◆ Aim of the exercise
Reproduce the entries below exactly, but only from the line containing "# test: locate points for every instance of the red metal" to the line containing "# test: locate points for every instance of the tree", inclusive.

◆ Entries provided
* * * * * * *

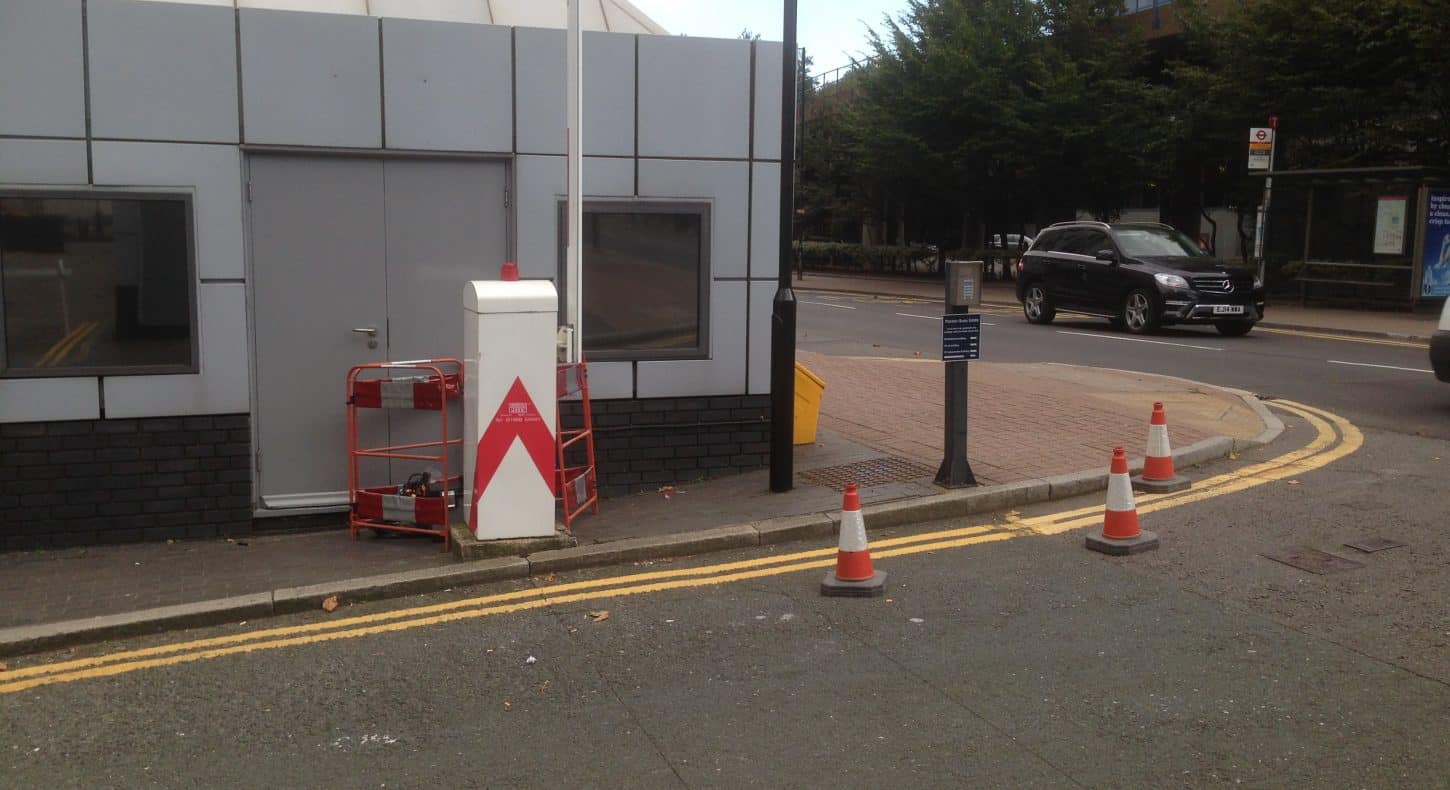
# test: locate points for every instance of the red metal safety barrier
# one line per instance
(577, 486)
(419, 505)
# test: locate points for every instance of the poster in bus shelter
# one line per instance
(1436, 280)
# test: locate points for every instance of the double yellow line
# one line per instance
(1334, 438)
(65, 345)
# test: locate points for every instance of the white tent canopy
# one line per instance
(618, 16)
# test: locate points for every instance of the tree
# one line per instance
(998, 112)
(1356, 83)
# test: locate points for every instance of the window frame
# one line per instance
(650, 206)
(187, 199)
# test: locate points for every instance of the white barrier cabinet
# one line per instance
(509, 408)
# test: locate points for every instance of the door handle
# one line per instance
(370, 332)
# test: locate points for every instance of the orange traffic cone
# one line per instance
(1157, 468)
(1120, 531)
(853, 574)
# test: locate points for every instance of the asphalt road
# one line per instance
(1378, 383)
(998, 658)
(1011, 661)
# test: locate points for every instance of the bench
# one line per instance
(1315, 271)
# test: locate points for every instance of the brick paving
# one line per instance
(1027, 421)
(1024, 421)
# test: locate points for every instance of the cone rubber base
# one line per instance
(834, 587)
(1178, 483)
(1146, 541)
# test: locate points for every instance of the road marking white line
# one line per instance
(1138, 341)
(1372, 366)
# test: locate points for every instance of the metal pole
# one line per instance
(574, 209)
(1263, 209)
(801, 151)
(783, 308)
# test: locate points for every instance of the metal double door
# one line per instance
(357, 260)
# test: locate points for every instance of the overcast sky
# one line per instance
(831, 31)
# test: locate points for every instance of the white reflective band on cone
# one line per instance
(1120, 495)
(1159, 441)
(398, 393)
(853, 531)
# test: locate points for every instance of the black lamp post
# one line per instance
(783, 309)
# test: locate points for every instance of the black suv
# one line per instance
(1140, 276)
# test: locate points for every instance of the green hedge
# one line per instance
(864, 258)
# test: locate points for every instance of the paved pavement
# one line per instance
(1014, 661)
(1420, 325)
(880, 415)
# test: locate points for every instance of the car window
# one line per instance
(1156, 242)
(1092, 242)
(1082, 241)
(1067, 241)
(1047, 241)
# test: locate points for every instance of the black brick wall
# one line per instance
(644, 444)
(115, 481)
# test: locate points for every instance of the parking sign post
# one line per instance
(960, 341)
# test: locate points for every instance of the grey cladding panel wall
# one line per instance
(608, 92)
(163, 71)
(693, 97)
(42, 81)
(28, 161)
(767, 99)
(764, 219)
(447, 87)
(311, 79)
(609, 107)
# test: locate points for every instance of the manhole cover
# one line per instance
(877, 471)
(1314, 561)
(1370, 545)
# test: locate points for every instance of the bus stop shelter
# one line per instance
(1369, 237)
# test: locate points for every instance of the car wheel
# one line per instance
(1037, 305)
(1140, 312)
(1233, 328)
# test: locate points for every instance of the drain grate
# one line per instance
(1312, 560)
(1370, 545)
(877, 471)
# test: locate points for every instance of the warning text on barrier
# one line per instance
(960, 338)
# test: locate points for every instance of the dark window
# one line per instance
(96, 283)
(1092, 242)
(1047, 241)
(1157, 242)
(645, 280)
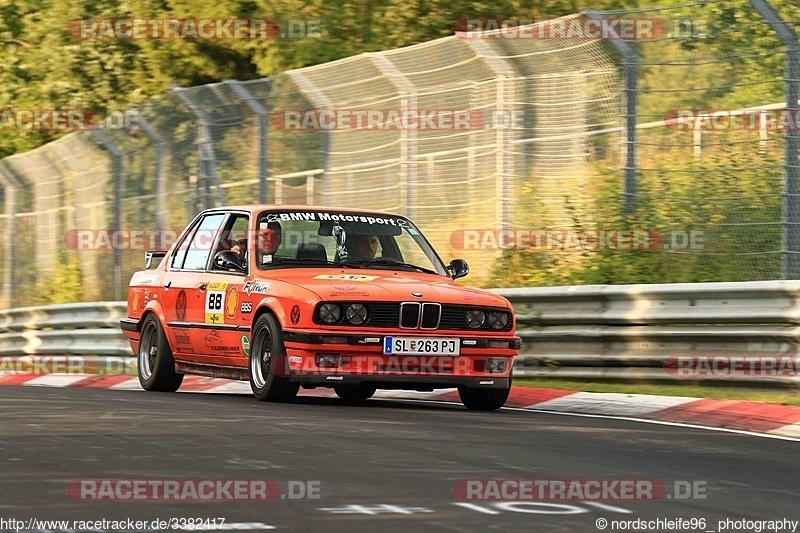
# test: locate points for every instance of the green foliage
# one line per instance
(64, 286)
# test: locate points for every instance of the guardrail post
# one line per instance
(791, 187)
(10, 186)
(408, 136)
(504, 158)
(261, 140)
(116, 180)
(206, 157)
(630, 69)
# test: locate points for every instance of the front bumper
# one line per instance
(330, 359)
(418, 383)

* * * * * * *

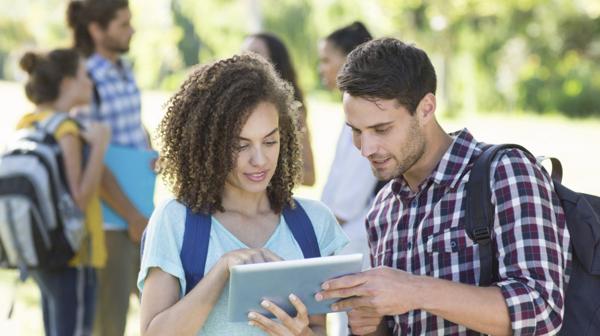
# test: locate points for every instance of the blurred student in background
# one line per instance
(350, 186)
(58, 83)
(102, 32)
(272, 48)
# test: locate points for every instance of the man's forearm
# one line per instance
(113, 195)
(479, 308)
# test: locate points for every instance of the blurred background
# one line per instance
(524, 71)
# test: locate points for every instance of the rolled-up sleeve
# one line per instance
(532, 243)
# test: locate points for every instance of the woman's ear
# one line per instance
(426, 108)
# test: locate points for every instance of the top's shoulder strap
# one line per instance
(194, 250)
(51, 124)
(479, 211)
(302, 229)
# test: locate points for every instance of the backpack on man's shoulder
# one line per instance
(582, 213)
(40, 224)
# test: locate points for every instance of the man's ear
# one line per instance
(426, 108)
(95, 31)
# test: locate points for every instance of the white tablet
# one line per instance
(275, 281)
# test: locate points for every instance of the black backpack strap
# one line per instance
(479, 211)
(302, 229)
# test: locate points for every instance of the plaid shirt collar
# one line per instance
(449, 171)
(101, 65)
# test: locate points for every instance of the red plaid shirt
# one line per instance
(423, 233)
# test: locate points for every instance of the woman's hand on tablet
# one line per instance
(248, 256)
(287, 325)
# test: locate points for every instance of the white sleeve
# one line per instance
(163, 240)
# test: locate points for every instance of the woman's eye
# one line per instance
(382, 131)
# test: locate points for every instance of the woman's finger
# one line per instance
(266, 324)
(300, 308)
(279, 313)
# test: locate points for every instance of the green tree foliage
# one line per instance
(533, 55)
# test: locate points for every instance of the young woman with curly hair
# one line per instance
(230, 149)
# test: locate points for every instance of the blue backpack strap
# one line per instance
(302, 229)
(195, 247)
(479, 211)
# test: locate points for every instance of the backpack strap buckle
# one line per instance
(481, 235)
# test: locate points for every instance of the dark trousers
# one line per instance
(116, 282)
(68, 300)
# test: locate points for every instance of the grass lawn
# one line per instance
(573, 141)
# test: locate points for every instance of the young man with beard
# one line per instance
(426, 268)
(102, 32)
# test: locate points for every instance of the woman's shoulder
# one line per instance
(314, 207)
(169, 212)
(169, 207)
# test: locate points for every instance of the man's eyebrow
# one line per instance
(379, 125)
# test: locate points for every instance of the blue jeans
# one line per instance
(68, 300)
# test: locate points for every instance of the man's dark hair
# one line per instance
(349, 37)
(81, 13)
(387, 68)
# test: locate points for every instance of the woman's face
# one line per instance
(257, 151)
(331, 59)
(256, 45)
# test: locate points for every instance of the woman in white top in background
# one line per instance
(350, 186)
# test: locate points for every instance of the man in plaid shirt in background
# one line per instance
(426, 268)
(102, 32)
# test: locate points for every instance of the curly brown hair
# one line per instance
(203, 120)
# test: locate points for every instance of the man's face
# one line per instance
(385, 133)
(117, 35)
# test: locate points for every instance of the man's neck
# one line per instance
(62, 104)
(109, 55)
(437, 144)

* * * * * * *

◆ Exercise solution
# test: locate points for every instance of the red metal safety barrier
# one line per instance
(577, 486)
(419, 505)
# test: locate points for every instance of the poster in bus shelter
# one line per instance
(1436, 280)
# test: locate points for every instance of the double yellow line
# one line per instance
(1334, 438)
(65, 345)
# test: locate points for every instance of the white tent canopy
# one line per instance
(618, 16)
# test: locate points for every instance of the tree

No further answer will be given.